**OBJETIVO DEL EJERCICIO:** Retome el fragmento sobre el poemario Neurología 211 y prosígalo a partir de su última oración.

**FRAGMENTO PARA LEER:**
- - - - -

Neurología 211 contempla la experiencia hospitalaria y el proceso previo y posquirúrgico con el que la poeta Rocío González tuvo que enfrentarse a partir del diagnóstico. Como en el caso de Paz Paredes, la voz poética se convierte en una cifra, aunque en este caso el tumor sí es nombrado por su nombre científico:
Queda esta cicatriz radiante, pendenciera,
antes fuiste tú, astrocitoma: algo querías decirme, todavía no lo sé
otras voces hablaron dijeron una cifra turba de fantasmas
mientras hacías rondas dentro de mí (González, 2013:7).
La cicatriz refiere la marca en el cráneo y también la lucha emocional que desencadena en este caso la necesidad de un lenguaje poético para fijar en un discurso la experiencia límite a través de la poesía. A manera de desdoblamiento, la poeta dice: “Miras el espejo, / tu cabeza apenas cubierta de pelo, hermosa, / la marca que pronto se ocultará, / las canas que no conocías, / oscilante entre su salud poderosa/ y el desconcierto sin palabras” (González, 2013:34). La autora manifiesta en este poemario una sostenida preocupación por las palabras, la necesidad por nombrar aquello que se le va revelando, por no olvidar el nombre de los objetos, las personas, la infancia; en síntesis, todo su pasado. Si pierde la memoria y la motricidad, la poesía también se interrumpe.

- - - - -

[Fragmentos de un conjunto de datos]
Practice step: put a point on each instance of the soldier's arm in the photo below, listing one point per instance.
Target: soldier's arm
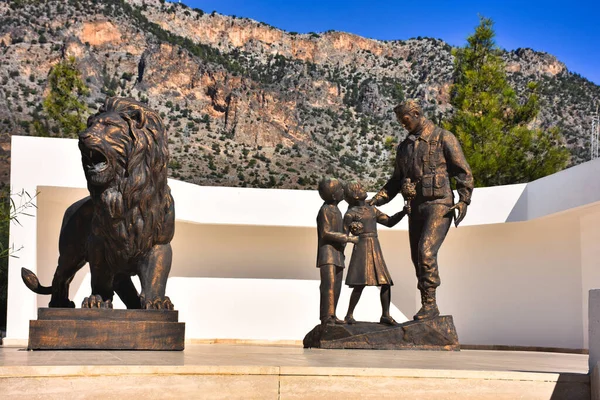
(329, 234)
(458, 167)
(388, 221)
(392, 187)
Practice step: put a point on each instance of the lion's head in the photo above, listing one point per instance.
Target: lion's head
(125, 154)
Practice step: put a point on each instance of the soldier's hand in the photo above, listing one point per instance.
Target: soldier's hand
(461, 207)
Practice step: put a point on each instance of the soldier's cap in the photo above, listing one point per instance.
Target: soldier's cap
(408, 106)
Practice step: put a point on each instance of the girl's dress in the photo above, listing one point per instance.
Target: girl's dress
(367, 267)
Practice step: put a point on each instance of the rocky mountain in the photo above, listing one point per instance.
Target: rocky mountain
(247, 104)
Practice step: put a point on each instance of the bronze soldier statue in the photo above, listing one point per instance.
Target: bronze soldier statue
(425, 162)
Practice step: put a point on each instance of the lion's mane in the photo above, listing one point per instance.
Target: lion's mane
(139, 200)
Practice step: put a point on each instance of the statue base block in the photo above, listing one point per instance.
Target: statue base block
(433, 334)
(106, 329)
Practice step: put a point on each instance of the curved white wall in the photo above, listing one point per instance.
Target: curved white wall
(515, 273)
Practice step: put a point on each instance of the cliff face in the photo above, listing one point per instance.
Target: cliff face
(249, 104)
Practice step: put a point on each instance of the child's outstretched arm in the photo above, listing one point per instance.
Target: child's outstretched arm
(388, 221)
(347, 221)
(331, 235)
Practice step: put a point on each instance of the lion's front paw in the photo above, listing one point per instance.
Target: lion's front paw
(95, 301)
(158, 303)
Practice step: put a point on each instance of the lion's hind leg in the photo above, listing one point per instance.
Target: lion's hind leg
(154, 271)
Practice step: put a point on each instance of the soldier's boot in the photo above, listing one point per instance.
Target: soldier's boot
(429, 308)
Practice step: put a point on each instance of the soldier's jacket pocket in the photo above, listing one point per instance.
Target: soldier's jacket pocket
(440, 185)
(427, 185)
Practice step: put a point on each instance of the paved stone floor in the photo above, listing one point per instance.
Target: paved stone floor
(218, 371)
(278, 356)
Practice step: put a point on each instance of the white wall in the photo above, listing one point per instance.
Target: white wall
(244, 259)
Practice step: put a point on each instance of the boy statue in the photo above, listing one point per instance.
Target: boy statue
(330, 253)
(425, 162)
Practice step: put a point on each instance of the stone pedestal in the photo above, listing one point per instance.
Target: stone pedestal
(106, 329)
(434, 334)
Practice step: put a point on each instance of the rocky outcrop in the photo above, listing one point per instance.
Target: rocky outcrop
(246, 103)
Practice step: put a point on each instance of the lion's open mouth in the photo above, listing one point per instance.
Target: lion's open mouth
(94, 161)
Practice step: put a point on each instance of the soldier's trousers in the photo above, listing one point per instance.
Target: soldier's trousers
(428, 225)
(331, 286)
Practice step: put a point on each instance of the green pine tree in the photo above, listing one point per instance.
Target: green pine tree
(493, 127)
(63, 103)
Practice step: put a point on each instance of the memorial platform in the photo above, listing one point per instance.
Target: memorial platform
(220, 371)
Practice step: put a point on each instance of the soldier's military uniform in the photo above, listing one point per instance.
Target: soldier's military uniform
(429, 158)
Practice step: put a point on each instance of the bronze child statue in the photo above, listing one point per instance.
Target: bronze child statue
(331, 243)
(367, 267)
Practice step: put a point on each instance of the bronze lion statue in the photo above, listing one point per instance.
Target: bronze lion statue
(125, 226)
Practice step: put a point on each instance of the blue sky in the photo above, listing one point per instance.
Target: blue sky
(570, 30)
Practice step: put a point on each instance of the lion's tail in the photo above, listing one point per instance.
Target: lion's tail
(32, 282)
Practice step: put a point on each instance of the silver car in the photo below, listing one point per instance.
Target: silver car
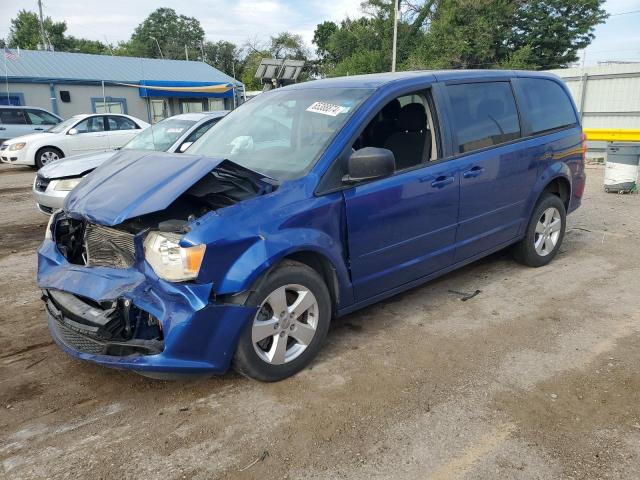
(55, 180)
(18, 121)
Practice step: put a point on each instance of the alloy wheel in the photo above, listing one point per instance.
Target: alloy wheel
(285, 324)
(48, 156)
(547, 231)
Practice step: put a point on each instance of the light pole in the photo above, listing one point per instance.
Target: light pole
(159, 49)
(395, 35)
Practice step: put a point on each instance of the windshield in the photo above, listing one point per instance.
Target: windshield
(62, 126)
(161, 136)
(281, 133)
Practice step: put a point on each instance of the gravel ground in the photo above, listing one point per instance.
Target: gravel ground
(535, 377)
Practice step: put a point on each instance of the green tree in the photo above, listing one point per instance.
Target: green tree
(555, 30)
(24, 32)
(173, 33)
(225, 56)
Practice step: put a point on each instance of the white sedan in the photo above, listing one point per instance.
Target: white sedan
(79, 134)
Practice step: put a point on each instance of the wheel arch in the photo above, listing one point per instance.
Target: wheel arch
(561, 187)
(333, 273)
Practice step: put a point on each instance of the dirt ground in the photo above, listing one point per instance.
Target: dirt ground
(536, 377)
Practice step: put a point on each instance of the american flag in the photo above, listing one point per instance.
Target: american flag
(8, 54)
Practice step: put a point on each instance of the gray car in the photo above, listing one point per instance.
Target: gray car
(55, 180)
(18, 121)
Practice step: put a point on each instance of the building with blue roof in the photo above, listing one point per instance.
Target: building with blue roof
(150, 89)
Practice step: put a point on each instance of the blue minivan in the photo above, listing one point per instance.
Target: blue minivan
(304, 204)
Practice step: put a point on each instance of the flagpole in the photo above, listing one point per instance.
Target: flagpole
(6, 78)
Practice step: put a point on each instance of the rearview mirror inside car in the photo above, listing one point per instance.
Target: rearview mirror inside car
(184, 146)
(369, 163)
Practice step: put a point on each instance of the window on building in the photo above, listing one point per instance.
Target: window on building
(545, 104)
(91, 125)
(216, 104)
(158, 110)
(12, 116)
(39, 117)
(484, 114)
(121, 123)
(191, 106)
(110, 106)
(15, 100)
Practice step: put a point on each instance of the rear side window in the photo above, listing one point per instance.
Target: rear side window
(121, 123)
(12, 116)
(484, 114)
(545, 105)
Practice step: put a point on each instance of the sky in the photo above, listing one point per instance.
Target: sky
(241, 20)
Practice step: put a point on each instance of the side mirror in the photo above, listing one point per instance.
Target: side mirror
(184, 146)
(369, 163)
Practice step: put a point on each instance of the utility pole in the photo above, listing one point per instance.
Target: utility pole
(158, 44)
(45, 46)
(395, 35)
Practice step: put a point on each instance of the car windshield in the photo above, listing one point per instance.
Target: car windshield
(160, 136)
(62, 126)
(281, 133)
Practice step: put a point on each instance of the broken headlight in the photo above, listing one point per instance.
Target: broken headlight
(169, 260)
(66, 185)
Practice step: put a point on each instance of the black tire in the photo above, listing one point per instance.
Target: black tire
(246, 360)
(44, 150)
(524, 251)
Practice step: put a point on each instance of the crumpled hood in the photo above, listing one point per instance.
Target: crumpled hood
(74, 166)
(135, 183)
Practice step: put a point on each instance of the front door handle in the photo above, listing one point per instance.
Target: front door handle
(442, 181)
(473, 172)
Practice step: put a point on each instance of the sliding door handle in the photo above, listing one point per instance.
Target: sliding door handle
(473, 172)
(441, 182)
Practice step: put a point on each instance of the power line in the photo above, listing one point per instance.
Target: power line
(623, 13)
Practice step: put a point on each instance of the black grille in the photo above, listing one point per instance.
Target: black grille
(108, 247)
(42, 183)
(76, 340)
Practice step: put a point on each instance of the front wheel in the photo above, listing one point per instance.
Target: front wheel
(47, 155)
(294, 312)
(544, 234)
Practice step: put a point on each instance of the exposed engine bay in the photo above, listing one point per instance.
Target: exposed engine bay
(85, 243)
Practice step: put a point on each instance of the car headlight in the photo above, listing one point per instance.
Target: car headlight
(67, 184)
(169, 260)
(48, 234)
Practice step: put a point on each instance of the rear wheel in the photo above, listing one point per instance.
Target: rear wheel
(294, 312)
(47, 155)
(544, 234)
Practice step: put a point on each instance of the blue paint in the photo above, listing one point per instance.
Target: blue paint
(148, 92)
(379, 237)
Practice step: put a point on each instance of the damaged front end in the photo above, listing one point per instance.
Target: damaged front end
(108, 303)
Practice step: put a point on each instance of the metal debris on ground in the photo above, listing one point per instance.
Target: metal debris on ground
(465, 296)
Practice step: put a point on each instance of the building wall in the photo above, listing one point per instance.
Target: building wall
(39, 95)
(607, 96)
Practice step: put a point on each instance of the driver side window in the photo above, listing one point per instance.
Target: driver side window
(91, 125)
(405, 127)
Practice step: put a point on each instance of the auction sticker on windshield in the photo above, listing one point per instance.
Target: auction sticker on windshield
(327, 109)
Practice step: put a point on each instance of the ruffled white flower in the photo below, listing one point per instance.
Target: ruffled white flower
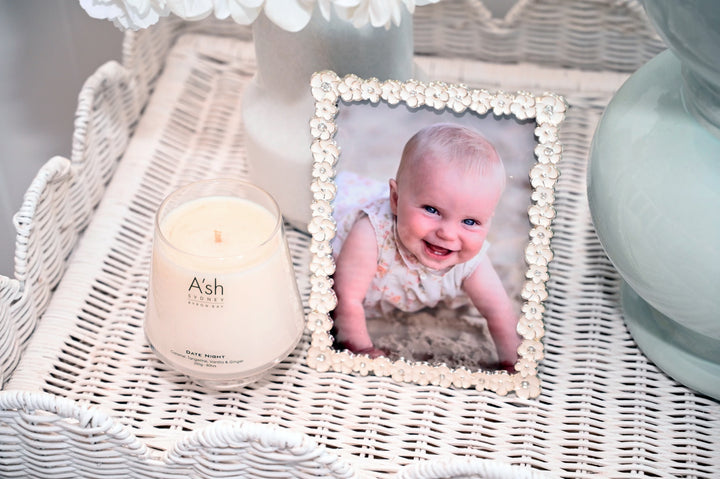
(290, 15)
(391, 91)
(378, 13)
(543, 196)
(442, 376)
(320, 248)
(546, 133)
(322, 228)
(480, 101)
(322, 265)
(523, 106)
(538, 273)
(319, 359)
(527, 387)
(531, 328)
(322, 129)
(422, 374)
(323, 171)
(501, 382)
(325, 150)
(323, 190)
(538, 254)
(459, 98)
(320, 284)
(540, 236)
(243, 12)
(322, 339)
(413, 93)
(317, 321)
(534, 292)
(548, 152)
(544, 174)
(321, 208)
(501, 103)
(350, 88)
(322, 302)
(436, 95)
(371, 89)
(127, 15)
(550, 109)
(323, 86)
(363, 364)
(541, 215)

- - - - -

**RESPUESTA A LA TAREA:**
En términos generales, el tumor cerebral llamado astrocitoma tiene consecuencias como problemas del habla y la visión, cambio de la personalidad e incluso convulsiones, de ahí el interés de la voz lírica por la relación pensamiento/lenguaje/habla en diferentes textos. La cabeza, que es comparada en el poemario con un “dominó revuelto”, se afana por conectarse con el cuerpo y sus funciones, sin embargo, se enuncia la posible disfuncionalidad:
dificultad para dormir o para permanecer dormido. movimientos incontrolables de los ojos. movimientos anormales del cuerpo. pérdida de coordinación. confusión. lentitud para pensar. habla torpe. mareos. dolor de cabeza. náuseas. vómitos. estreñimiento. crecimiento del vello no deseado. engrosamiento de los rasgos faciales. agrandamiento de los labios. crecimiento excesivo de las encías. dolor o curvatura del pene (González, 2013:45).
En el poemario, gran parte de la experiencia hospitalaria se construye en el espacio de la cama, que de acuerdo con la simbología alude a un sentido de regeneración, al nacimiento y al placer, según el Diccionario de los símbolos de Jean Chevalier y Alain Gheerbrant, aunque también refiere al lecho fúnebre y a la tierra “que comunica y absorbe la vida” (Chevalier y Gheerbrant, 2012: 633). La cama es un lugar de reposo, de espera, pero en el poemario se observa como un lugar de reflexión, asfixia, dolor y evocaciones de acontecimientos pretéritos. Desde la cama de hospital se generan imágenes y metáforas que más tarde serán poemas.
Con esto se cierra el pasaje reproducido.